Summit Denali students review school lunches
By Nathaniel Medley, Joshua Schermann and Caelum Villarreal
School lunch has been a common debate in schools across the U.S. While some students find the lunches inedible, others are able to eat it every day of the week. In order to find out how the Summit Denali community views the food, student journalists interviewed a few students of different grades. We found the students believe the lunches, though usually efficient and accessible, lack quality food.
Summit Denali junior Linus Schermann compared the school lunch to other schools he’s been at: “It is worse than Buchser Middle School, Cabrillo Middle School and Santa Clara High School.”
Despite the food being lower quality, he noted that getting lunch at school is typically faster and easier than making it at home. This is because many students don’t have the time or resources to make lunch at home. School lunches have been free for the 2021-22 school year, allowing for those who had been negatively impacted by the pandemic to be able to have at least two meals a day.
He also explained the benefits of school lunches, saying it “provides students with free food” and “allows for people to engage with each other.” On average, he reported getting the school lunch three times a week.
As NYCFoodPolicy.org reports, “California will invest $650 million in ongoing funds by 2022-2023 to permanently continue offering two free meals per day to all public school students, regardless of income.” By having lunches that are accessible by all students, everyone in the school community can benefit.
Another student had similar experiences with the food being better at other schools. When asked how they could improve the lunches at Summit Denali, freshman Hanaya Maaz, said, “the taste and the options.” About once a week when she gets food from the menu, her usual choice is cereal. She described the school lunch as “unique.”

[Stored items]
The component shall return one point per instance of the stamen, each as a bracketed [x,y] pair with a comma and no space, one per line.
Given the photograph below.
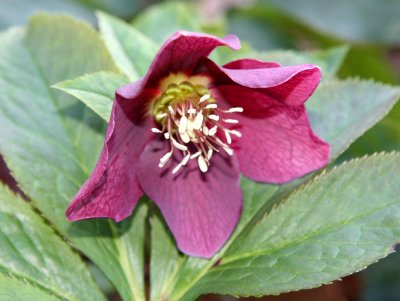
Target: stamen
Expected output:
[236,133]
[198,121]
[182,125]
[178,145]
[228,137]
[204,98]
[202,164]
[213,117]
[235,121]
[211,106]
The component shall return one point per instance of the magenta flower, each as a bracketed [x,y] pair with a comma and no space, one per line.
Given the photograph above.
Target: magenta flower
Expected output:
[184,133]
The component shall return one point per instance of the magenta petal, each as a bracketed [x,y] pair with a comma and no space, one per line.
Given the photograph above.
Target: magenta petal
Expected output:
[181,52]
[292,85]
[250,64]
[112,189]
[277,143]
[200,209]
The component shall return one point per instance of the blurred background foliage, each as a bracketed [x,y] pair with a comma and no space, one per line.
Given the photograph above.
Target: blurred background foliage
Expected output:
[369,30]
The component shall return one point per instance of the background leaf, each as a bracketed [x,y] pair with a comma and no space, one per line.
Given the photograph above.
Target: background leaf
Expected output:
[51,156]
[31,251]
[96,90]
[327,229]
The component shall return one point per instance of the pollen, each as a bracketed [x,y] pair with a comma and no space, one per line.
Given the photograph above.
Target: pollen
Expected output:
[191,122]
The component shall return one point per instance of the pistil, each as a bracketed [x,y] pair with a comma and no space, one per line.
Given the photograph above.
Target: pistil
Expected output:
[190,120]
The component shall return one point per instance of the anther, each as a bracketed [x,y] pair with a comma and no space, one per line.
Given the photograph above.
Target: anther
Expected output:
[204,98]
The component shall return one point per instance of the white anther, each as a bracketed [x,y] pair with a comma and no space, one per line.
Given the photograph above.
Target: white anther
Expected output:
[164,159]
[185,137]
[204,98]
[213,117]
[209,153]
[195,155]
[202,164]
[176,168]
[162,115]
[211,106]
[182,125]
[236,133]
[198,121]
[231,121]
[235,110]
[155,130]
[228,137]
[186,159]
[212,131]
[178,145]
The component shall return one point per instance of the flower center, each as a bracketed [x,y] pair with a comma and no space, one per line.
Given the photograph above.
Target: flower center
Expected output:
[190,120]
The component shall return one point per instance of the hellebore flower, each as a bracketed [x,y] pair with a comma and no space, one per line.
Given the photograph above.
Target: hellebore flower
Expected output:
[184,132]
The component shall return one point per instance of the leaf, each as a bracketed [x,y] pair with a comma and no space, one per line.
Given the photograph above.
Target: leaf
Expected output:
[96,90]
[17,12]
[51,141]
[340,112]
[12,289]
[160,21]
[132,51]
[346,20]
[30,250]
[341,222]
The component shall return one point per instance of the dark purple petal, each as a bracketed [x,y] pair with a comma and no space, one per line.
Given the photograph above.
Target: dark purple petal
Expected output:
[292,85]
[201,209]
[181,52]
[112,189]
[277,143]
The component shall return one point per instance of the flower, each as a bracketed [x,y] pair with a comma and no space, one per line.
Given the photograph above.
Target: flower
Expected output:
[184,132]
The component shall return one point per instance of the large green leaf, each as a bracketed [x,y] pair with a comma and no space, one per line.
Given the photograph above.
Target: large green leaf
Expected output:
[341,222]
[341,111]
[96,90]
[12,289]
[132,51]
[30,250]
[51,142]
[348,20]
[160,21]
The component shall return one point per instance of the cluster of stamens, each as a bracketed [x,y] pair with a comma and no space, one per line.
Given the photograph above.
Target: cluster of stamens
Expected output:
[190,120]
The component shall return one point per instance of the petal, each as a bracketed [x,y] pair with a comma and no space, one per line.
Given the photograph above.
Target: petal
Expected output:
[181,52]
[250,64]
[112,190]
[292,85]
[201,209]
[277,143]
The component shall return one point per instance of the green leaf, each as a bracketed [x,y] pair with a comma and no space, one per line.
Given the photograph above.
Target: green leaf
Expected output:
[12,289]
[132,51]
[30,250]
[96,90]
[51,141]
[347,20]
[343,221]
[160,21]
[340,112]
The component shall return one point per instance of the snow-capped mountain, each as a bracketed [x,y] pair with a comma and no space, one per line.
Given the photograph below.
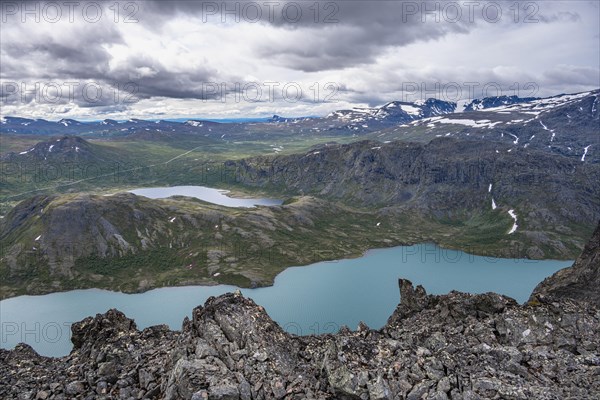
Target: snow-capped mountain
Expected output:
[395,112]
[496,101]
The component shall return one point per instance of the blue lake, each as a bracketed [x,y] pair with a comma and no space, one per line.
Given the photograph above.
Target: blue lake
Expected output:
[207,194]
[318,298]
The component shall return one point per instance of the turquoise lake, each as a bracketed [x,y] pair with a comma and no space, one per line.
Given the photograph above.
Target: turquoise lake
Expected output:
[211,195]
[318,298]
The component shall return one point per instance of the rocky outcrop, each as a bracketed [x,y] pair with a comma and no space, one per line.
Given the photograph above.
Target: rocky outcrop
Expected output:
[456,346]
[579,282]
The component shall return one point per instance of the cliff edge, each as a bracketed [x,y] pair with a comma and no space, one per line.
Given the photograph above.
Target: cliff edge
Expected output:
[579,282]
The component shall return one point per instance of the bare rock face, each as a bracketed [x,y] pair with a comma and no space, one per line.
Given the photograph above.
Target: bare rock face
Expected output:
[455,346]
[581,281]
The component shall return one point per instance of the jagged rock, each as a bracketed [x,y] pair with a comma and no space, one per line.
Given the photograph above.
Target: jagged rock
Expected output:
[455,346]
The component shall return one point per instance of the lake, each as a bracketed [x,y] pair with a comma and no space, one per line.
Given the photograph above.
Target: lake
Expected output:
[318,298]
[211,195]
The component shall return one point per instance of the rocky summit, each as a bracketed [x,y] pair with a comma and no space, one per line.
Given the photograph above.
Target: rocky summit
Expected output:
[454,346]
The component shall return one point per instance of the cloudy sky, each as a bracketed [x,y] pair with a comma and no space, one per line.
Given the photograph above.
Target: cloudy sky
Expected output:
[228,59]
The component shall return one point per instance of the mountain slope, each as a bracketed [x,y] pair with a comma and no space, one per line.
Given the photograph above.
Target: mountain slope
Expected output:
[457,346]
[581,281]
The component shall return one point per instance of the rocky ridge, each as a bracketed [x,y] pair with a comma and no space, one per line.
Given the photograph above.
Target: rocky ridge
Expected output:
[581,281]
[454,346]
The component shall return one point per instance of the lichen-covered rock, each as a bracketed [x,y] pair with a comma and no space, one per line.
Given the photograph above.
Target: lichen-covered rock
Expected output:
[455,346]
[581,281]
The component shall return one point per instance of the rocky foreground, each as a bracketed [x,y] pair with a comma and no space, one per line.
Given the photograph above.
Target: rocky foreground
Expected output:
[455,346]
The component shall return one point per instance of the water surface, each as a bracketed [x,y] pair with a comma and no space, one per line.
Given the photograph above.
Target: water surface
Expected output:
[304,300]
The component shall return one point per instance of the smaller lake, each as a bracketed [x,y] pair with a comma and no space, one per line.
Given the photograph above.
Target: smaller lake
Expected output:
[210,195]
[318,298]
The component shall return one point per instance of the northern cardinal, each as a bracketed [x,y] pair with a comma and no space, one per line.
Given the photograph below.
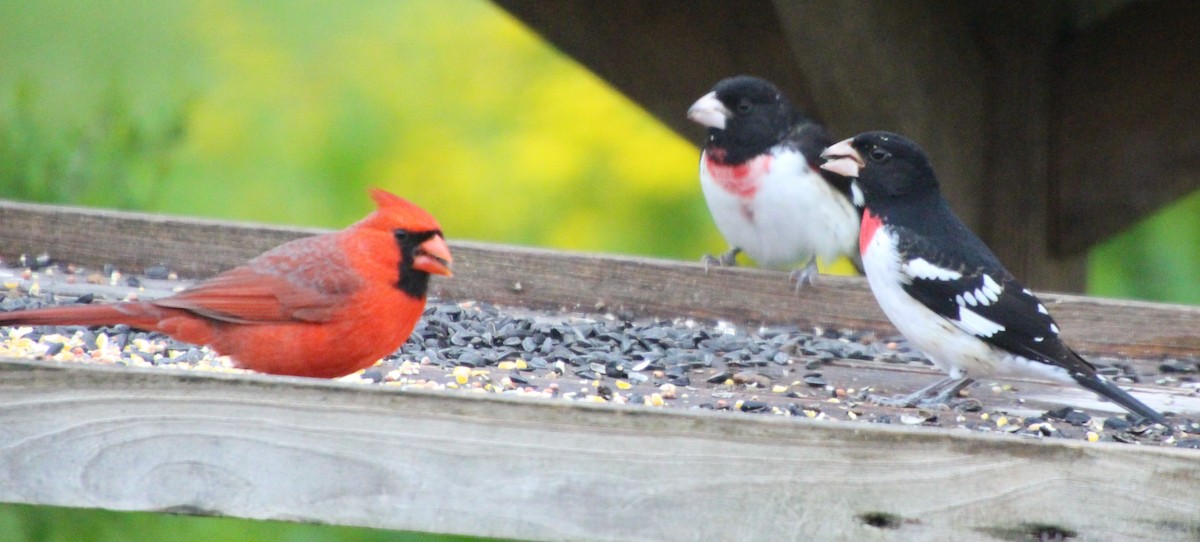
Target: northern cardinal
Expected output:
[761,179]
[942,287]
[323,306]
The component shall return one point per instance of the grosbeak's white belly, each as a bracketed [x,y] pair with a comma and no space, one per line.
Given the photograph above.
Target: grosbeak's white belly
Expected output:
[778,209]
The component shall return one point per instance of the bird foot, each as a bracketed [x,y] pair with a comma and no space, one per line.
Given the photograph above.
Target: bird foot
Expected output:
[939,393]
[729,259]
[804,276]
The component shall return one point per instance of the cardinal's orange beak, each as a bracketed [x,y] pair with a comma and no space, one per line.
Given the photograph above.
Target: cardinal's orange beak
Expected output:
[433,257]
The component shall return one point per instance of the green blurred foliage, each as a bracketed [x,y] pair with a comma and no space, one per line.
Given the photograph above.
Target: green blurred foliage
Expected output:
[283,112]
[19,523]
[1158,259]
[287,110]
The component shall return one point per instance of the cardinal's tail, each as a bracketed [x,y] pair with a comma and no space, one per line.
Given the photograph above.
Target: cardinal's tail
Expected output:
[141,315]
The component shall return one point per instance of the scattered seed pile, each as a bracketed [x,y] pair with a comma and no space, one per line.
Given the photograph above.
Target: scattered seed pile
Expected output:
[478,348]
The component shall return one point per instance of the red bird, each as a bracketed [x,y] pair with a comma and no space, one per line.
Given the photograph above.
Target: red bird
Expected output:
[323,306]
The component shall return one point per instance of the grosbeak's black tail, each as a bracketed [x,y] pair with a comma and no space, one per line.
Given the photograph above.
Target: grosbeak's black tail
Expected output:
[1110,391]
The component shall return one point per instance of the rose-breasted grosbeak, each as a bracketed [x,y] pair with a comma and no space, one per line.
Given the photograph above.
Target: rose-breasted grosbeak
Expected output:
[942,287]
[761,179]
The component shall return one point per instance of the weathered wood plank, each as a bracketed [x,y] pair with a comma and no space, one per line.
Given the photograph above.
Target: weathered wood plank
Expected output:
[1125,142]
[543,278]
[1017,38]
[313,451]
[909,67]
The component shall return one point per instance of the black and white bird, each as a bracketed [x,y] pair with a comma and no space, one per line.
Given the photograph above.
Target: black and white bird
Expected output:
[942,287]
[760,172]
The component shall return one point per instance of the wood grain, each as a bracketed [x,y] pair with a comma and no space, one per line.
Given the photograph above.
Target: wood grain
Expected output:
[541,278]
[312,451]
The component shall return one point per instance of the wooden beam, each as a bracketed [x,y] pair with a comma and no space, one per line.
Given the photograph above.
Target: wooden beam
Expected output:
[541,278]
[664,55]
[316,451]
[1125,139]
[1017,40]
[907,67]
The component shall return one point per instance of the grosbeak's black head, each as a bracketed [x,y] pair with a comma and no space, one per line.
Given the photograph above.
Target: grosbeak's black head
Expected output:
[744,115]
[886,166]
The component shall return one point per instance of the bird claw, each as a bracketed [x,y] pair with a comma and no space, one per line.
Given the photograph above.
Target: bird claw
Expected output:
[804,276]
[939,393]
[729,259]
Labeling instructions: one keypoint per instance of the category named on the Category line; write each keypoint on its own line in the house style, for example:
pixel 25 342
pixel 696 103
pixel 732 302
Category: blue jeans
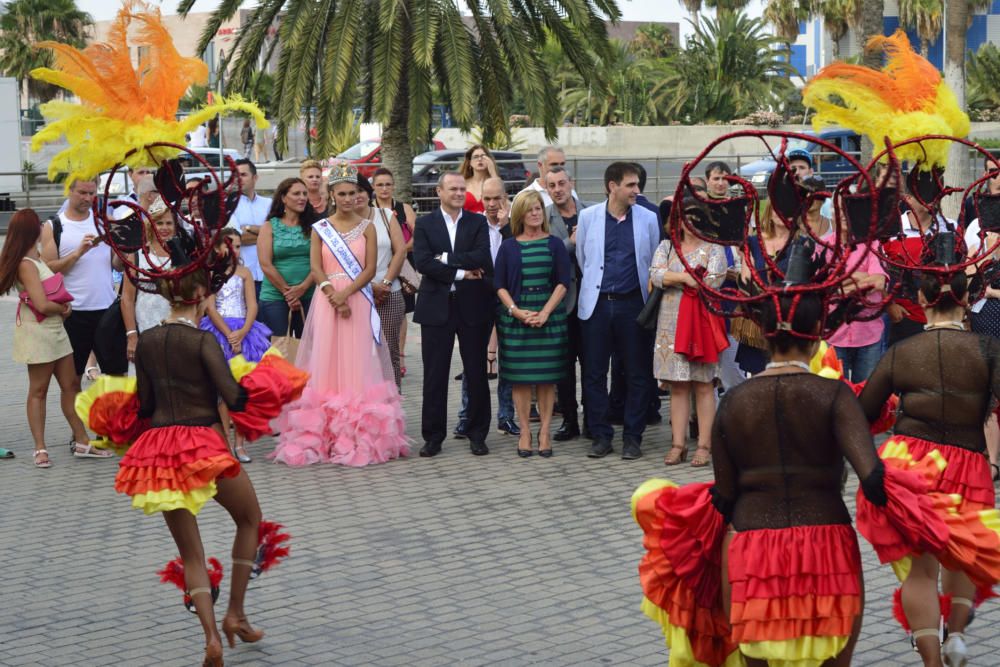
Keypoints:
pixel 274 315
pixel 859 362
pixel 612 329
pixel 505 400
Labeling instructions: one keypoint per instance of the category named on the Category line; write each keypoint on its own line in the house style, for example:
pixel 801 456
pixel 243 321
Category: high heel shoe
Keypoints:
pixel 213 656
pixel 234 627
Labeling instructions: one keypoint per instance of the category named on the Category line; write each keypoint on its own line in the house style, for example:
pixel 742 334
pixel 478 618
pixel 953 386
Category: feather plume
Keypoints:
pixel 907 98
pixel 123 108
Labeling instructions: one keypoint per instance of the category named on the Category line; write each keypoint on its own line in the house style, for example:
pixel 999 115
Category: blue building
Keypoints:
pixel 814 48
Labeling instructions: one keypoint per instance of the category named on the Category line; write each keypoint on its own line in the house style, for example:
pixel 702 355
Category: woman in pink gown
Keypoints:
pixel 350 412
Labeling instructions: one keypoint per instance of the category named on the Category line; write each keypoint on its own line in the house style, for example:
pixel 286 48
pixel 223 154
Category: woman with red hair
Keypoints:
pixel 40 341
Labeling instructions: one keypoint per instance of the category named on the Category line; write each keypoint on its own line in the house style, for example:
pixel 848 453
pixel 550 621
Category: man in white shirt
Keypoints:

**Work instruction A**. In the school lunch review, how often does Linus Schermann get the school lunch on average?
**Work instruction B**. Continue the school lunch review from the point where it stops.

**Expected answer A**. Three times a week.

**Expected answer B**.
Summit Denali freshman Chloe Fagan said, “It makes it so that parents that are busy don’t have to cook for their kids and allows for children to bike or walk to school easier without having to carry a lunch bag as well as their backpacks.” She also added that since students don’t have lockers, they would have to carry their lunch bags all around the school.
Despite getting the food regularly, she expressed distaste towards the pizza. When asked how she chose from the menu, she said, “Whatever sounds best that day. Never the pizza, the pizza is terrible.” She added that the lunches are, “a community building activity to discuss how awful the pizza is. And sometimes it’s a pretty nice meal. Tastes good(most of the time).”
In the future of school lunches at Summit Denali, she said she wanted to see, “No pizza and maybe to speed up the lunch line… we could have two stations and two lines so that kids get to eat faster. Also I think it would be great if we had more lunch time.”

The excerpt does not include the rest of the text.